**Rows from a dataset**

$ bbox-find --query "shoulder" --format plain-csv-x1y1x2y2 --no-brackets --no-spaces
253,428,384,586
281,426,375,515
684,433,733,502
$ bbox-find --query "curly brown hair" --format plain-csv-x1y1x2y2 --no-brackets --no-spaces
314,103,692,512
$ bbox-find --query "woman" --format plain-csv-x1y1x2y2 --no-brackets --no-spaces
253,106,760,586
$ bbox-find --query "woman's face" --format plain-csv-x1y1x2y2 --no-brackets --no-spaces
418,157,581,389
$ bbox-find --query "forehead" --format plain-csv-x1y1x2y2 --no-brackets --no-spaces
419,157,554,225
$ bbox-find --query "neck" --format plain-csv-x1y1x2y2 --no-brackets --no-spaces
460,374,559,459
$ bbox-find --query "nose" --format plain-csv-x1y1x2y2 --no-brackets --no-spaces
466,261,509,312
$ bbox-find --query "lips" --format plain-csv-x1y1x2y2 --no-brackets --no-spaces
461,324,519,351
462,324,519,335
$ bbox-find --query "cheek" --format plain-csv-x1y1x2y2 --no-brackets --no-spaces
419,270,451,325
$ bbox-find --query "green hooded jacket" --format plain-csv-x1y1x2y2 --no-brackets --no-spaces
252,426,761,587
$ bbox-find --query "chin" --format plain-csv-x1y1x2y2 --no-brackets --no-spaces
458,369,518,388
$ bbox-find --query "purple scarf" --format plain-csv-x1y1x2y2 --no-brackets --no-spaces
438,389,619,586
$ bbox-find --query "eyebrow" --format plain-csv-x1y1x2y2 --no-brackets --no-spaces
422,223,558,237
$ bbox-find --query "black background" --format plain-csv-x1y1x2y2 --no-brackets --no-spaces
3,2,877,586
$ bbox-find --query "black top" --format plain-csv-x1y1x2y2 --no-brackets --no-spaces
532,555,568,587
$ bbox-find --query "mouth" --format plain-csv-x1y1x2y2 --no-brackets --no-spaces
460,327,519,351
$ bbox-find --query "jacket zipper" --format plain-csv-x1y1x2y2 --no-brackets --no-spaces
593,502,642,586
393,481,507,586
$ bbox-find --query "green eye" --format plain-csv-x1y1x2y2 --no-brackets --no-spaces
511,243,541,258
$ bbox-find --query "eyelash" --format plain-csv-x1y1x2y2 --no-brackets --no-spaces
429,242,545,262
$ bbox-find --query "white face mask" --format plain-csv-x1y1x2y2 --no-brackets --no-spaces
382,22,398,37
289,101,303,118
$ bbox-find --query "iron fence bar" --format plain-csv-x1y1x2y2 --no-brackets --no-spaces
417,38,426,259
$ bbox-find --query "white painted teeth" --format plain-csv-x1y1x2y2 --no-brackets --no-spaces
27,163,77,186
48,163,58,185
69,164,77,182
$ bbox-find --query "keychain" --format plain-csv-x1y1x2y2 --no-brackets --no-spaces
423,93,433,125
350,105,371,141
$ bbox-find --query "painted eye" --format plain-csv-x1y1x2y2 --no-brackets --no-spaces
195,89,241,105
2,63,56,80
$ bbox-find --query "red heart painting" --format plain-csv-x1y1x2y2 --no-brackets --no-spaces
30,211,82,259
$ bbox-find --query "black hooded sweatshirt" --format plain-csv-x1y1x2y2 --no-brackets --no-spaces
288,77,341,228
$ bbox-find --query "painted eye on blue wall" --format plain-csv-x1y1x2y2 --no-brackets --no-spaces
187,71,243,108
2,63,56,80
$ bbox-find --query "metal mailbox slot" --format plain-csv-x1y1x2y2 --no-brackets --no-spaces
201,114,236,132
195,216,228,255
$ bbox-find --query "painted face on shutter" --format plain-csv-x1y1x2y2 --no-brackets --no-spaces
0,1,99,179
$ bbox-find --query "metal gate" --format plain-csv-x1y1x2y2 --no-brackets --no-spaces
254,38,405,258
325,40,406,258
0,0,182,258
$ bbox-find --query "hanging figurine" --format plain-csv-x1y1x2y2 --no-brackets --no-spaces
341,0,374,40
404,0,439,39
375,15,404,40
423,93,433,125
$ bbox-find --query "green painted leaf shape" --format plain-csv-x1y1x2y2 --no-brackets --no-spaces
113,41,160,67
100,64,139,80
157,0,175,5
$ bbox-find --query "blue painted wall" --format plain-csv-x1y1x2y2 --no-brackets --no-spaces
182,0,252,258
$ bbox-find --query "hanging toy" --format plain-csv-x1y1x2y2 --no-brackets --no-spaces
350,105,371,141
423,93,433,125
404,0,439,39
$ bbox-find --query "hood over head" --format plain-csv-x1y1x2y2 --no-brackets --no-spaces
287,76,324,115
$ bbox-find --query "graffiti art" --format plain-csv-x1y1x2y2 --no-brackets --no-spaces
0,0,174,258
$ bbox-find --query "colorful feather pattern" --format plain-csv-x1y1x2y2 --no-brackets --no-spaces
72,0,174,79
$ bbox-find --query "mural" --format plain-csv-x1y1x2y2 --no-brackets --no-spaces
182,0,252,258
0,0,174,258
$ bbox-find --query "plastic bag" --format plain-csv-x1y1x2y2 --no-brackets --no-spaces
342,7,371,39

**What is being asked**
Format these lines as a JSON list of strings, one string per line, and leave out any blank lines.

**Solution to the problem**
[
  "$ bbox-find --query \"shoulder\" --format plain-csv-x1y1x2y2 --no-brackets --no-spaces",
  "253,428,384,586",
  "281,426,375,515",
  "684,433,733,502",
  "$ bbox-find --query \"curly brown hair\" --format plain-csv-x1y1x2y2 --no-brackets --no-spaces",
  "314,103,692,512",
  "$ bbox-find --query \"woman\" --format plain-csv-x1y1x2y2 --no-brackets --no-spaces",
  "253,106,760,586",
  "$ bbox-find --query \"woman's face\" --format plain-csv-x1y1x2y2 --no-brackets --no-spaces",
  "418,157,581,389",
  "$ bbox-find --query \"forehead\" --format plain-csv-x1y1x2y2 --no-brackets --no-spaces",
  "419,157,554,225",
  "$ bbox-find --query \"neck\" --format plain-csv-x1y1x2y2 --no-brackets --no-spaces",
  "460,374,559,459",
  "$ bbox-find --query \"nose\" --format plain-csv-x1y1x2y2 --no-brackets --no-spaces",
  "466,261,509,312",
  "$ bbox-find --query \"lips\" --format plain-csv-x1y1x2y2 --no-brackets --no-spaces",
  "461,324,519,351",
  "462,324,519,335",
  "$ bbox-find --query \"cheek\" --format plain-csv-x1y1x2y2 --no-brackets --no-spaces",
  "419,270,451,325",
  "$ bbox-find --query \"green hooded jacket\" --format plain-csv-x1y1x2y2 --no-brackets --no-spaces",
  "252,426,761,587",
  "$ bbox-find --query \"chin\" --format plain-csv-x1y1x2y2 --no-brackets --no-spaces",
  "458,369,518,388",
  "$ bbox-find --query \"purple scarf\" --format plain-csv-x1y1x2y2 --no-brackets --no-spaces",
  "438,389,619,586",
  "$ bbox-find --query \"eyebrow\" --format plain-csv-x1y1x2y2 --no-brackets --no-spaces",
  "422,223,558,237",
  "$ bbox-find --query \"black background\" --format plain-csv-x1y1x2y2 --no-brackets --no-spaces",
  "3,2,877,586",
  "$ bbox-find --query \"black top\" --format plain-csv-x1y1x2y2 --no-brackets --no-spaces",
  "532,555,568,587",
  "$ bbox-find --query \"mouth\" --format plain-csv-x1y1x2y2 --no-brackets --no-spaces",
  "460,327,519,351",
  "$ bbox-find --query \"jacket zipper\" --format plain-csv-x1y1x2y2 --no-brackets --no-spaces",
  "593,502,642,586",
  "393,481,507,586",
  "$ bbox-find --query \"green eye\" --format plain-csv-x1y1x2y2 --no-brackets --no-spaces",
  "511,243,541,258",
  "$ bbox-find --query \"eyelash\" --format plain-csv-x1y1x2y2 --no-brackets --no-spaces",
  "429,242,545,262",
  "$ bbox-find --query \"white face mask\" --format plain-csv-x1y1x2y2 --no-brackets --no-spaces",
  "382,22,398,37",
  "289,101,303,118",
  "$ bbox-find --query \"iron fence bar\" --format plain-csv-x1y1x2y2 --no-brackets --no-spaces",
  "417,38,426,259",
  "$ bbox-find --query \"white painted teeth\" --format plain-csv-x1y1x2y2 --no-brackets --no-spaces",
  "27,163,77,186",
  "48,163,58,185",
  "69,164,77,182",
  "$ bbox-find --query \"keychain\" --format plain-csv-x1y1x2y2 --no-brackets --no-spaces",
  "423,93,433,125",
  "350,105,371,141",
  "$ bbox-find --query \"painted eye\" --format plain-csv-x1y1x2y2 --no-brackets --no-spaces",
  "195,89,241,105",
  "2,63,56,80",
  "$ bbox-find --query \"red heart painting\" --format plain-csv-x1y1x2y2 --no-brackets --no-spaces",
  "30,211,82,259",
  "$ bbox-find --query \"black hooded sweatshirt\" --format plain-csv-x1y1x2y2 --no-brackets --no-spaces",
  "288,77,341,228",
  "$ bbox-find --query \"painted eye on blue wall\" --format plain-csv-x1y1x2y2 --no-brackets --no-spaces",
  "187,71,243,108",
  "2,63,56,80",
  "$ bbox-find --query \"metal mailbox slot\" --format plain-csv-x1y1x2y2 --no-brackets --no-spaces",
  "201,114,236,132",
  "195,216,228,255",
  "$ bbox-find --query \"painted face on shutter\" --format plain-csv-x1y1x2y2 --no-brackets --no-spaces",
  "0,1,99,179",
  "$ bbox-find --query \"metal gate\" --format plain-csv-x1y1x2y2 --no-brackets --no-spaces",
  "254,38,405,258",
  "325,40,406,258",
  "0,0,182,258",
  "$ bbox-find --query \"hanging figurine\" --format plain-csv-x1y1x2y2 --no-brackets --no-spaces",
  "341,0,374,40",
  "404,0,439,39",
  "375,15,404,40",
  "423,93,433,125",
  "$ bbox-find --query \"green painted leaf shape\" --format plain-csv-x1y1x2y2 --no-brackets --no-spaces",
  "113,41,160,67",
  "100,64,139,80",
  "157,0,175,5",
  "$ bbox-find --query \"blue painted wall\" --format plain-csv-x1y1x2y2 --no-brackets --no-spaces",
  "182,0,252,258",
  "$ bbox-find --query \"hanging toy\" --format plain-csv-x1y1x2y2 --no-brackets --no-spaces",
  "350,105,371,141",
  "423,93,433,125",
  "404,0,439,39",
  "$ bbox-find --query \"hood over head\" --format plain-csv-x1y1x2y2 --no-brackets --no-spaces",
  "287,76,324,115",
  "$ bbox-find --query \"graffiti art\" --format plain-csv-x1y1x2y2 --no-brackets --no-spaces",
  "0,0,174,258",
  "$ bbox-find --query \"colorful feather pattern\" --format plain-csv-x1y1x2y2 --no-brackets --no-spaces",
  "72,0,174,79",
  "$ bbox-find --query \"mural\" --format plain-csv-x1y1x2y2 --no-brackets --no-spaces",
  "182,0,252,258",
  "0,0,174,258",
  "$ bbox-find --query \"plastic bag\" --format plain-csv-x1y1x2y2 --no-brackets --no-spaces",
  "342,7,371,39"
]